>> start Source excerpt

Roger Ries

Personal information
- Date of birth: 30 November 1951 (age 74)
- Place of birth: Switzerland
- Position: Striker

Senior career*
- Years: Team / Apps / (Gls)
- 1972–1974: FC Basel / 5 / (0)
- 1974–1976: FC Fribourg / 19 / (2)
- 1975–1976: → FC Nordstern Basel (loan) / 20 / (13)
- 1976–1978: FC St. Gallen / 61 / (12)
- 1978–1981: FC Nordstern Basel / 66 / (23)

= Roger Ries =

Swiss footballer (born 1951)

Roger Ries (born 30 November 1951) is a Swiss retired footballer who played in the 1970s and early 1980s as a striker.

Ries joined Basel's first team in for their 1972–73 season under head-coach Helmut Benthaus. After one test match Ries played his debut for the club in the home game in the St. Jakob Stadium on 17 December 1972 in the Swiss Cup quarter-final as Basel played against Chiasso. He scored his first goal for his club in the same game as Basel won 5–3. It was the first goal of the match. Ries played his domestic league debut for the club in the away game on 11 March 1973 as Basel played a goalless draw against Servette.

Between the years 1972 and 1974 Ries played a total of nine games for Basel scoring only the afore mentioned goal. Five of these games were in the Nationalliga A, one in the Swiss Cup, one in the Cup of the Alps and two were friendly games.

>> end Source excerpt
>> start Data section

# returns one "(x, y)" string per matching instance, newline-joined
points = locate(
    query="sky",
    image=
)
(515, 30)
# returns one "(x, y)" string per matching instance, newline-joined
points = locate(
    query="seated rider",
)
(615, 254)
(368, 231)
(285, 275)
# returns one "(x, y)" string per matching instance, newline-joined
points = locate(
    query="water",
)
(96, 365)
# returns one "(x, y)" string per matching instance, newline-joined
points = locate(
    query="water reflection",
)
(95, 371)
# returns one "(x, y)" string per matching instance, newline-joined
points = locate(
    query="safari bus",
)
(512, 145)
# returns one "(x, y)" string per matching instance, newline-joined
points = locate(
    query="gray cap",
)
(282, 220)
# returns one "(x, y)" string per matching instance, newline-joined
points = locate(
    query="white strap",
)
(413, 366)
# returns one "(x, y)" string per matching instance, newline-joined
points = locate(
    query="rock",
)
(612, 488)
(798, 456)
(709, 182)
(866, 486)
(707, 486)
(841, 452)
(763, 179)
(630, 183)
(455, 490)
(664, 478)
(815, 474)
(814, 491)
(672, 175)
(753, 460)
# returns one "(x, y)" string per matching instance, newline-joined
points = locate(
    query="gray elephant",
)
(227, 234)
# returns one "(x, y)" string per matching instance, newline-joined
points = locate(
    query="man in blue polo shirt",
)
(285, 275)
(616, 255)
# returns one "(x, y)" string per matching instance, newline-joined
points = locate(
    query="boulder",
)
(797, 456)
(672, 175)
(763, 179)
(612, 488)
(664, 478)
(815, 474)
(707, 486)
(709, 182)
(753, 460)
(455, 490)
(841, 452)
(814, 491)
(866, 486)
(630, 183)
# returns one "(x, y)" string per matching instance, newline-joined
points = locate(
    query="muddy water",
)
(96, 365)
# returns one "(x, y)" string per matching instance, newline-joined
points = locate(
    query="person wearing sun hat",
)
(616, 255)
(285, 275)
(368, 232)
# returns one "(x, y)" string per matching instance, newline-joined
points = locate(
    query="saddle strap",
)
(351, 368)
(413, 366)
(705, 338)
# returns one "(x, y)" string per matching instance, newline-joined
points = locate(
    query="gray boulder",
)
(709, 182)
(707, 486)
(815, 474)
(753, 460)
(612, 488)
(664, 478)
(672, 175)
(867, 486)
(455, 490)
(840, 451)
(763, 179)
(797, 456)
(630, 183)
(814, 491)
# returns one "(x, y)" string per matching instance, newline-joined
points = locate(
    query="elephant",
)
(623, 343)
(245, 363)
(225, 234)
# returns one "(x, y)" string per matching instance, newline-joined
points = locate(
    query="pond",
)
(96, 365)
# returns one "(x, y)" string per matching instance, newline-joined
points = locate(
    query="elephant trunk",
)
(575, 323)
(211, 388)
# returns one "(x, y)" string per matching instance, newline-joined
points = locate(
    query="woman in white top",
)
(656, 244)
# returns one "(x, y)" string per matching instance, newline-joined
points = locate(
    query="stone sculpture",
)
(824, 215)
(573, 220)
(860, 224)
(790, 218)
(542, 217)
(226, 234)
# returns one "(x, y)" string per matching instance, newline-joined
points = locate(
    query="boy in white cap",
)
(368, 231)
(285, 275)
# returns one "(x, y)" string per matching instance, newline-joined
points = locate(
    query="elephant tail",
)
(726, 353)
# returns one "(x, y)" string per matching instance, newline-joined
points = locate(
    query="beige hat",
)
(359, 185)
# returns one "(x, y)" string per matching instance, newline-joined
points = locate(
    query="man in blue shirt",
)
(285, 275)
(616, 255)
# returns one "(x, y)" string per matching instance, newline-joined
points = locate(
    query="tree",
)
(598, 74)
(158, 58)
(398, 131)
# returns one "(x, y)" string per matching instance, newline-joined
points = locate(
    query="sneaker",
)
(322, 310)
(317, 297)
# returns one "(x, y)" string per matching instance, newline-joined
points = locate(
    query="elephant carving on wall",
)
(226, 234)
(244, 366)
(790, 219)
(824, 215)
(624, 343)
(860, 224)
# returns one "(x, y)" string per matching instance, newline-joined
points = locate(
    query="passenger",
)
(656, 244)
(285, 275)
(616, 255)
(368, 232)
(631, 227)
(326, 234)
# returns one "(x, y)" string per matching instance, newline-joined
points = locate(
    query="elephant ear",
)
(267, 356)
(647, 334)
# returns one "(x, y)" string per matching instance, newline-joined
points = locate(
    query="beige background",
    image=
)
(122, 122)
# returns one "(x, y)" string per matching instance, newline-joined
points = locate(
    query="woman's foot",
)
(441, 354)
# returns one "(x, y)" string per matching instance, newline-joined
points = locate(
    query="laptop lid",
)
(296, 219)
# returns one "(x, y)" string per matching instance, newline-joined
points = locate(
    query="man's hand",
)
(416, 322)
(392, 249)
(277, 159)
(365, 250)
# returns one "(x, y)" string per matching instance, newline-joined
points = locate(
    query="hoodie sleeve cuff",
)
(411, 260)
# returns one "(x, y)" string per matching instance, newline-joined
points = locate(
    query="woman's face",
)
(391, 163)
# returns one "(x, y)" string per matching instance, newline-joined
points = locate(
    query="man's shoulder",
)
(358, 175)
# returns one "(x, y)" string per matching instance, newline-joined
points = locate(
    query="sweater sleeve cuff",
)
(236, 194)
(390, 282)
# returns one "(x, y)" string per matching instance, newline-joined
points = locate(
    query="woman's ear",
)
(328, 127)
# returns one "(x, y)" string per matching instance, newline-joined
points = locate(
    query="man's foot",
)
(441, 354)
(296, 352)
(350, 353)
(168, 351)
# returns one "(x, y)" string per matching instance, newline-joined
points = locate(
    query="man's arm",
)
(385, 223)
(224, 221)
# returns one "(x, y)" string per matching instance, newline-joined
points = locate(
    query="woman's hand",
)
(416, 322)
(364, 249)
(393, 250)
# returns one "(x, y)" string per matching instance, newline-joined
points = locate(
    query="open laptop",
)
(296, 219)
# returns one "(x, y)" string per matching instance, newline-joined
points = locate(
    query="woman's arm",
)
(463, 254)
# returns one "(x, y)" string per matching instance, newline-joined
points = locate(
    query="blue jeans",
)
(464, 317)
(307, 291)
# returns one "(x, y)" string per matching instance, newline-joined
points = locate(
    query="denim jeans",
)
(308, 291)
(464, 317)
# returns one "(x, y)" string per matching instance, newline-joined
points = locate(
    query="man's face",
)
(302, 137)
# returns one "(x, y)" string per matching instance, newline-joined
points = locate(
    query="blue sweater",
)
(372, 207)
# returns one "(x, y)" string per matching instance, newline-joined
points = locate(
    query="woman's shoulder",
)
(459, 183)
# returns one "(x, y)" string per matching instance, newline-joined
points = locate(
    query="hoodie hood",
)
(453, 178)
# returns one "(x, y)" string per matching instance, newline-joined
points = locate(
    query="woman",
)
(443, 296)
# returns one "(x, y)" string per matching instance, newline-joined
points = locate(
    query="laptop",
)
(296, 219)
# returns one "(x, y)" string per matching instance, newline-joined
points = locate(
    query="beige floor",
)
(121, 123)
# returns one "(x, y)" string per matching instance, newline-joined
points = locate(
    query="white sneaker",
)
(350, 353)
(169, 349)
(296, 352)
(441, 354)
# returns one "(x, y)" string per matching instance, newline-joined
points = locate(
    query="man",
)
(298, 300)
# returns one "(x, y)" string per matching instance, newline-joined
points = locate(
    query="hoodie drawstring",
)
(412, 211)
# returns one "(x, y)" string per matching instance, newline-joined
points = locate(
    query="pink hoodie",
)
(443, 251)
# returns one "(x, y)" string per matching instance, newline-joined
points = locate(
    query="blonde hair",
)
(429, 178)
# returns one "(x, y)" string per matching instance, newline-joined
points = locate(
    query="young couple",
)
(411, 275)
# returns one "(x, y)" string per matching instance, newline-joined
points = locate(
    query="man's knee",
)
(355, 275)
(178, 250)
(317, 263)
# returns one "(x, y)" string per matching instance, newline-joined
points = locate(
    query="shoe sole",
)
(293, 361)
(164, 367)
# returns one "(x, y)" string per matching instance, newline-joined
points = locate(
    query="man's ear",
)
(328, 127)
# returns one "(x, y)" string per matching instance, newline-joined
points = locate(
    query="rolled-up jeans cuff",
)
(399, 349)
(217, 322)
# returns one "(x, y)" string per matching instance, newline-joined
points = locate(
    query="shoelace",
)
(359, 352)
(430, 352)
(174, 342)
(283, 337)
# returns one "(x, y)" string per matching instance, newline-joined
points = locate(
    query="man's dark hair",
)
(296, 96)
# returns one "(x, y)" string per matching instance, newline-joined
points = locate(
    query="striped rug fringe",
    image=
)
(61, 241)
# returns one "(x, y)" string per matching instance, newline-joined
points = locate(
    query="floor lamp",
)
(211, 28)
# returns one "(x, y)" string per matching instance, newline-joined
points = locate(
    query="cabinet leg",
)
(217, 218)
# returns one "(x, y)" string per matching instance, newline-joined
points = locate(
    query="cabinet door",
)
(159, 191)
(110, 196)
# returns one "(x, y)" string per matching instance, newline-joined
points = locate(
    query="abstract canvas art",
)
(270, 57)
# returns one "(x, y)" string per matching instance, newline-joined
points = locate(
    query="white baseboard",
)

>> end Data section

§ **Given problem A**:
Write out the part of the Roger Ries profile starting with "- 1972–1974: FC" and going on through "footballer (born 1951)".
§ **Given problem B**:
Gather every line of the records that contains the string "laptop", matching case exactly.

§ **Exercise response A**:
- 1972–1974: FC Basel / 5 / (0)
- 1974–1976: FC Fribourg / 19 / (2)
- 1975–1976: → FC Nordstern Basel (loan) / 20 / (13)
- 1976–1978: FC St. Gallen / 61 / (12)
- 1978–1981: FC Nordstern Basel / 66 / (23)

= Roger Ries =

Swiss footballer (born 1951)

§ **Exercise response B**:
    query="laptop lid",
    query="open laptop",
    query="laptop",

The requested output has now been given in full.